> ENTRIES SUPPLIED:
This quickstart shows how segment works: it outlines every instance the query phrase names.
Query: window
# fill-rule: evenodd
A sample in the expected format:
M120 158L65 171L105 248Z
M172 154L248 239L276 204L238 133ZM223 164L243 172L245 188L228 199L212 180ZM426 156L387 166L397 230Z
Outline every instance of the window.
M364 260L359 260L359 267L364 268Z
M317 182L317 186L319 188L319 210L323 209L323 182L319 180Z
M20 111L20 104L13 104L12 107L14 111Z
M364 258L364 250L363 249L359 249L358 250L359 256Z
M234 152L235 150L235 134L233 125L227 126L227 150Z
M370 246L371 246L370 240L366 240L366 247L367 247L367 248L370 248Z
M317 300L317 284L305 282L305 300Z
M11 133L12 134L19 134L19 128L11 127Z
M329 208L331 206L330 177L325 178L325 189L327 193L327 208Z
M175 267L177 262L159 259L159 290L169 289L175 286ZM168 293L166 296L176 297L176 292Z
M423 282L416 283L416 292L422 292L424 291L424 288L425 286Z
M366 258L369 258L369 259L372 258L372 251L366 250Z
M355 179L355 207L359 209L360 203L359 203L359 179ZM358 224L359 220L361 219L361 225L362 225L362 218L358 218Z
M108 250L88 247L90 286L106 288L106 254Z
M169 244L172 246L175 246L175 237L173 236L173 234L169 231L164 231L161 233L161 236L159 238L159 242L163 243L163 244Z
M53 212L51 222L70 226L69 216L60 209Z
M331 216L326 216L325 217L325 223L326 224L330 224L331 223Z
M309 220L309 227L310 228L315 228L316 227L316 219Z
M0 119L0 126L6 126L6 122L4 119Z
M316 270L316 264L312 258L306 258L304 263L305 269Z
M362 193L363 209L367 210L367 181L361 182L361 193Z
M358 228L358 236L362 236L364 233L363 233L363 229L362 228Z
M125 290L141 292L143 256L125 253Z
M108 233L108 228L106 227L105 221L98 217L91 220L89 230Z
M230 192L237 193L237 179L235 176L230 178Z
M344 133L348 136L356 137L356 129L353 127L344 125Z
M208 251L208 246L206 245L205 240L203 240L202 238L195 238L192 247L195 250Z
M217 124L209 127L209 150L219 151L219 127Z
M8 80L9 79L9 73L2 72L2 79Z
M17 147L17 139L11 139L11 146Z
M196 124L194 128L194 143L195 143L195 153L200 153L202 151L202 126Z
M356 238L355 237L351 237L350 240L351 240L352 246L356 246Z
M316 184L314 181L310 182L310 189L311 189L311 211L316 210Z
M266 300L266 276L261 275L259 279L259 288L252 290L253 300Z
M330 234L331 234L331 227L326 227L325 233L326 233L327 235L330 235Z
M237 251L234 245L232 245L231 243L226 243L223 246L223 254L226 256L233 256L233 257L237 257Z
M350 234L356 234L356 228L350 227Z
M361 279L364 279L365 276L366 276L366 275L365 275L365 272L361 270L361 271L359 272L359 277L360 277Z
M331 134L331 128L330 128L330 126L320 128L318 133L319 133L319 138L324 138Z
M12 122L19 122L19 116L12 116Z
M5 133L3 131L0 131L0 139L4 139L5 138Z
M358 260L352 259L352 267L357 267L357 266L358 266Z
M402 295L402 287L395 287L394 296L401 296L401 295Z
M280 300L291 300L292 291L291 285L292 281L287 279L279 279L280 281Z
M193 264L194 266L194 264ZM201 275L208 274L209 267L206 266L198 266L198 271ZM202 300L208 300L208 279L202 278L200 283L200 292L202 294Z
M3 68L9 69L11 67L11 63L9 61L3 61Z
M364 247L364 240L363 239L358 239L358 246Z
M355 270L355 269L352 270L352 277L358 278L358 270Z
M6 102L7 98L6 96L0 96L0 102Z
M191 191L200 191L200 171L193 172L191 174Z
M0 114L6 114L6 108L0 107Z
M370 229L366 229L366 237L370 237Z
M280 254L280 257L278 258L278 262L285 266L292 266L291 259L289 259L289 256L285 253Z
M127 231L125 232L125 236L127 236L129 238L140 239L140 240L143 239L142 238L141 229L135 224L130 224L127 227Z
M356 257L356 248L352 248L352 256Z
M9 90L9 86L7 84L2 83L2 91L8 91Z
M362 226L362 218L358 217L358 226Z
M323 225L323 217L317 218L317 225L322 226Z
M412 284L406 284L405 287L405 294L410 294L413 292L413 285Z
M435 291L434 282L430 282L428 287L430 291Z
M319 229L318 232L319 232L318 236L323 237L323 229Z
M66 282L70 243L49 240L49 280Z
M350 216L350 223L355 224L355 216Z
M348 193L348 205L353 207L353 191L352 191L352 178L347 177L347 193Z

> WHAT THE TASK REQUIRES: All of the data is to be written out again, word for word.

> WRITTEN SOLUTION:
This quickstart shows how segment works: it outlines every instance the query phrase names.
Query: window
# fill-rule: evenodd
A sample in the expected format:
M120 158L65 171L105 248Z
M172 154L248 239L276 204L238 133ZM223 164L243 172L245 188L228 199L212 180ZM426 156L387 166L397 230Z
Outline every instance of the window.
M364 260L359 260L359 267L364 268Z
M317 182L317 186L319 188L319 210L323 209L323 182L319 180Z
M20 111L20 104L13 104L12 107L14 111Z
M364 258L364 250L363 249L359 249L358 250L359 256Z
M234 152L235 150L235 134L233 125L227 126L227 150Z
M370 246L371 246L370 240L366 240L366 247L367 247L367 248L370 248Z
M317 300L317 284L305 282L305 300Z
M11 133L12 134L19 134L19 128L11 127Z
M329 208L331 206L330 177L325 178L325 189L327 193L327 208Z
M175 267L177 262L159 259L159 290L169 289L175 286ZM168 293L166 296L176 297L176 292Z
M423 282L416 283L416 292L422 292L424 291L424 288L425 286Z
M366 258L369 258L369 259L372 258L372 251L366 250Z
M355 179L355 207L359 209L360 203L359 203L359 179ZM358 224L359 220L361 219L361 225L362 225L362 218L358 218Z
M108 250L88 247L90 286L106 288L106 254Z
M169 244L172 246L175 246L175 237L173 236L173 234L169 231L164 231L161 233L161 236L159 238L159 242L163 243L163 244Z
M53 212L51 222L70 226L69 216L60 209Z
M331 216L326 216L325 217L325 223L326 224L330 224L331 223Z
M309 220L309 227L310 228L315 228L316 227L316 219Z
M0 119L0 126L6 126L6 122L4 119Z
M316 270L316 264L312 258L306 258L304 263L305 269Z
M362 193L363 209L367 210L367 181L361 182L361 193Z
M358 228L358 236L362 236L364 233L363 233L363 229L362 228Z
M125 290L141 292L143 256L125 253Z
M108 233L108 228L106 227L105 221L98 217L91 220L89 230Z
M230 192L237 193L237 179L235 176L230 178Z
M344 133L348 136L356 137L356 129L353 127L344 125Z
M208 251L208 246L206 245L205 240L203 240L202 238L195 238L192 247L195 250Z
M217 124L209 127L209 150L219 151L219 127Z
M8 80L9 79L9 73L2 72L2 79Z
M17 147L17 139L11 139L11 146Z
M196 124L194 128L194 143L195 143L195 153L200 153L202 151L202 126Z
M356 238L355 237L351 237L350 240L351 240L352 246L356 246Z
M316 184L314 181L310 182L310 189L311 189L311 211L316 210Z
M266 300L266 276L261 275L259 279L259 288L252 290L253 300Z
M330 234L331 234L331 227L326 227L325 233L326 233L327 235L330 235Z
M237 251L234 245L232 245L231 243L226 243L223 246L223 254L226 256L233 256L233 257L237 257Z
M350 234L356 234L356 228L350 227Z
M361 279L364 279L365 276L366 276L366 275L365 275L365 272L361 270L361 271L359 272L359 277L360 277Z
M331 134L331 128L330 128L330 126L320 128L318 133L319 133L319 138L324 138Z
M12 122L19 122L19 116L12 116Z
M5 133L3 131L0 131L0 139L4 139L5 138Z
M358 260L352 259L352 267L357 267L357 266L358 266Z
M402 295L402 287L395 287L394 296L401 296L401 295Z
M280 300L291 300L292 291L291 285L292 281L287 279L279 279L280 281Z
M193 264L194 266L194 264ZM201 275L208 274L209 267L206 266L198 266L198 271ZM202 300L208 300L208 279L202 278L200 283L200 292L202 294Z
M3 68L9 69L11 67L11 63L9 61L3 61Z
M364 247L364 240L363 239L358 239L358 246Z
M355 270L355 269L352 270L352 277L358 278L358 270Z
M6 102L7 98L6 96L0 96L0 102Z
M191 191L200 191L200 171L193 172L191 174Z
M0 114L6 114L6 108L0 107Z
M370 229L366 229L366 237L370 237Z
M280 254L280 257L278 258L278 262L285 266L292 266L291 259L289 259L289 256L285 253Z
M127 231L125 232L125 236L127 236L129 238L140 239L140 240L143 239L142 238L141 229L135 224L130 224L127 227Z
M356 257L356 248L352 248L352 256Z
M9 90L9 86L7 84L2 83L2 91L8 91Z
M362 226L362 218L358 217L358 226Z
M323 225L323 217L317 218L317 225L322 226Z
M412 284L406 284L405 287L405 294L410 294L413 292L413 285Z
M435 291L434 282L430 282L428 287L430 291Z
M319 229L318 232L319 232L318 236L323 237L323 229Z
M66 282L70 243L49 240L49 280Z
M350 216L350 223L355 224L355 216Z
M348 193L348 205L353 207L353 191L352 191L352 178L347 177L347 193Z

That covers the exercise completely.